Asia: model specification in BUGS {

model Asia;
var
   asia,smoking,tuberculosis,lung.cancer,bronchitis,either,xray,dyspnoea,
   p.asia[2],p.smoking[2],p.tuberculosis[2,2],p.bronchitis[2,2],
   p.lung.cancer[2,2],p.xray[2,2],p.dyspnoea[2,2,2];
data in "asia.dat";
{
   smoking      ~ dcat(p.smoking[]);
   tuberculosis ~ dcat(p.tuberculosis[asia,]);
   lung.cancer  ~ dcat(p.lung.cancer[smoking,]);
   bronchitis   ~ dcat(p.bronchitis[smoking,]);
   either      <- max(tuberculosis,lung.cancer);
   xray         ~ dcat(p.xray[either,]);
   dyspnoea     ~ dcat(p.dyspnoea[either,bronchitis,])
}

Note the use of max to do the logical-or. All initial values are computed by forward sampling so no initial value file is necessary. The dcat distribution is used to sample values with domain (1,2) with probability distribution given by the relevant entries in the conditional probability tables. The S-Plus format has been used for the data file, since these conditional probability tables are of different dimensions, and would require 4 separate data files in rectangular format.

Data in S-Plus format for asia example

list(asia = 2, dyspnoea = 2,
     p.asia         = c(0.99, 0.01),
     p.tuberculosis = c(0.99, 0.01,
                        0.95, 0.05),
     p.bronchitis   = c(0.70, 0.30,
                        0.40, 0.60),
     p.smoking      = c(0.50, 0.50),
     p.lung.cancer  = c(0.99, 0.01,
                        0.90, 0.10),
     p.xray         = c(0.95, 0.05,
                        0.02, 0.98),
     p.dyspnoea      = c(0.9, 0.1,
                         0.2, 0.8,
                         0.3, 0.7,
                         0.1, 0.9)
)

The observed features (asia and dyspnoea) are given value 2 in the data-file. 100000 iterations (31 seconds) gave the following posterior probabilities (the exact values are given in brackets): smoking .625 (626), tuberculosis .089 (.088), lung cancer .099 (.100), bronchitis .810 (.812), either .183 (.182) x-ray .220 (.220). Note that these probabilities are obtained by subtracting 1 from the posterior means of the variables smoking, tuberculosis etc. which are actually defined on the domain (1,2).

------

*Task 1*
According to the Asia model specification, why was the S-Plus format chosen for the data file?
*Task 2*
In the Asia model specification, how many iterations were run, and how long did they take?
The entries have no connection to the Asia model specification.

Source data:
------

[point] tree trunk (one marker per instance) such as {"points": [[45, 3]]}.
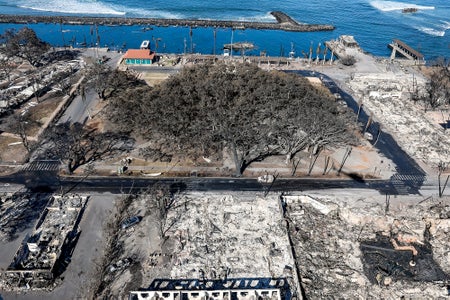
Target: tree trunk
{"points": [[237, 160]]}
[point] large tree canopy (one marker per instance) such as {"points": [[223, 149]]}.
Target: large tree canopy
{"points": [[251, 112], [24, 44]]}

------

*Written solution 1*
The conditional probability tables have different dimensions, so putting them in rectangular format would have required four separate data files.

*Written solution 2*
100000 iterations were run, taking 31 seconds.